>> START PROVIDED INFORMATION

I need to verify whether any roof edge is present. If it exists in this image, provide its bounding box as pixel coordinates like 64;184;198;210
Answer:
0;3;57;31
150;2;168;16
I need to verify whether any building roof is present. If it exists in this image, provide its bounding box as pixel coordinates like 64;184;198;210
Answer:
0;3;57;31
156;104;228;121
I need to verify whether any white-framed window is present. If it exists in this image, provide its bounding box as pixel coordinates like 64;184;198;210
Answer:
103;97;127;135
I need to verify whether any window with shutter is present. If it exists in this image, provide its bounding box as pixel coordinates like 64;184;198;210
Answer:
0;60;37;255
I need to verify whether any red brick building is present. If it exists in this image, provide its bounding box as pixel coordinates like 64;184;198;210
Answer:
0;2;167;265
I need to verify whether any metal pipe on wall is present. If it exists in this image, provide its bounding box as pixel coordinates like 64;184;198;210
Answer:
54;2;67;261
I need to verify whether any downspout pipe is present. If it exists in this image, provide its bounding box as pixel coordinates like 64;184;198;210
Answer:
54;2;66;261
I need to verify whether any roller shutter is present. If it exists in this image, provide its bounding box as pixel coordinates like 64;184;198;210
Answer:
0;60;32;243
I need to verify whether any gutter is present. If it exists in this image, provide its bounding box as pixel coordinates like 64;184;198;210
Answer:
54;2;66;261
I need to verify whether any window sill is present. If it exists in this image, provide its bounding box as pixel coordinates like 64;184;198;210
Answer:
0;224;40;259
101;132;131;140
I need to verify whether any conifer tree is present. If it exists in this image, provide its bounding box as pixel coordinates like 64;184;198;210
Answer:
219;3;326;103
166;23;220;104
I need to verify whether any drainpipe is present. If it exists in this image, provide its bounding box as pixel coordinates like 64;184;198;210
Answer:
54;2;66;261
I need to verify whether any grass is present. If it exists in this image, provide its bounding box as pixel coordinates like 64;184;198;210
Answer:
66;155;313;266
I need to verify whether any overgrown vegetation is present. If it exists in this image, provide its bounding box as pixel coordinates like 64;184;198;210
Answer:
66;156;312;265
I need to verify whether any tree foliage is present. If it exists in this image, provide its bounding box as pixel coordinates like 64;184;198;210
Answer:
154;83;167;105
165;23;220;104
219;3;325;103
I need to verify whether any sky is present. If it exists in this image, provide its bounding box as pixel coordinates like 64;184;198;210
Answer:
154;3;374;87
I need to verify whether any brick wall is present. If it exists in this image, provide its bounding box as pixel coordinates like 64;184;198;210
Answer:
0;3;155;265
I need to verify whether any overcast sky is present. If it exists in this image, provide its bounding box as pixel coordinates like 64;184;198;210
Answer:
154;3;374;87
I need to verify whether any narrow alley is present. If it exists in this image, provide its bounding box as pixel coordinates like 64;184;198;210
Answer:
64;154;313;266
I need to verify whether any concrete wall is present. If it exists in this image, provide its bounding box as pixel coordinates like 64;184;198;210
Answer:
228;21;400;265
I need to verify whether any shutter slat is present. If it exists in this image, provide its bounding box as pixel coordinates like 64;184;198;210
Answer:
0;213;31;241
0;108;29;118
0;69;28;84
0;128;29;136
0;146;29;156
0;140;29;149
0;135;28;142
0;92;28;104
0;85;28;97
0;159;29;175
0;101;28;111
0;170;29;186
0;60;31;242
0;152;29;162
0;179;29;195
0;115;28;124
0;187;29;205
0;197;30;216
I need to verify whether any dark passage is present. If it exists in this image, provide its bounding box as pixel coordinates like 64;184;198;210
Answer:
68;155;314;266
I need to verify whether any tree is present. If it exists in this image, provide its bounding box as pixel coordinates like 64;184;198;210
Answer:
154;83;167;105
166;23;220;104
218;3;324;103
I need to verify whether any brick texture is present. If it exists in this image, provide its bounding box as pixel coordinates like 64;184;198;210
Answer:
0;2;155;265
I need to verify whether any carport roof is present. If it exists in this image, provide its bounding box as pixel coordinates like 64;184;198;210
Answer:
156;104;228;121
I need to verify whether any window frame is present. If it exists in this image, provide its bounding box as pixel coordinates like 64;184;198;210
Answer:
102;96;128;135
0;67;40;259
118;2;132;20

>> END PROVIDED INFORMATION
>> START PROVIDED INFORMATION

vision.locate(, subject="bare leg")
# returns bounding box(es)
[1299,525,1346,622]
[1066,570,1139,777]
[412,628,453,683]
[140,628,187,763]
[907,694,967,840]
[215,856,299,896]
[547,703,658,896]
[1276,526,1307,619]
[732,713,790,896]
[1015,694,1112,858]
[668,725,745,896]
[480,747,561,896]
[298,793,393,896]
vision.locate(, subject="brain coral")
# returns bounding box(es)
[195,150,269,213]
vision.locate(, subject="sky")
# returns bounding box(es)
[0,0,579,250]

>> END PROVIDED INFORMATION

## TASK PROMPT
Can you rescale the lines between the one holding "I need to verify whether any building" and the one holding "54;2;67;261", inclusive? Write all of them out again, changing only the bounding-box coordinates given as answers: multiply each by 0.8 and round it to a whole number, halves up.

## THE COMPLETED TASK
I need to verify whether any building roof is present. If it exists in this image, provide its bounding box as pixel coordinates like 64;184;198;210
Answer:
0;2;46;25
125;83;182;97
I need to verify whether any white-framed window is present. If it exists in this image, provide its bounding box as pixel coordinates like 64;184;198;210
Answer:
82;78;102;108
I need to verify whether any window with shutter is present. If it exists in this image, provide its bounding box as pixel coordinates like 64;184;198;210
Answer:
0;48;30;204
I need to verify whether any red brick building is present. If it exists in this image, provide its bounding box as pixel coordinates like 64;184;198;210
Answer:
0;2;134;212
I need to verify whether any metal pipe on wall is present. If it exists in this image, provide its bounding box as pixel coordinates like 64;184;198;210
Answer:
43;2;54;209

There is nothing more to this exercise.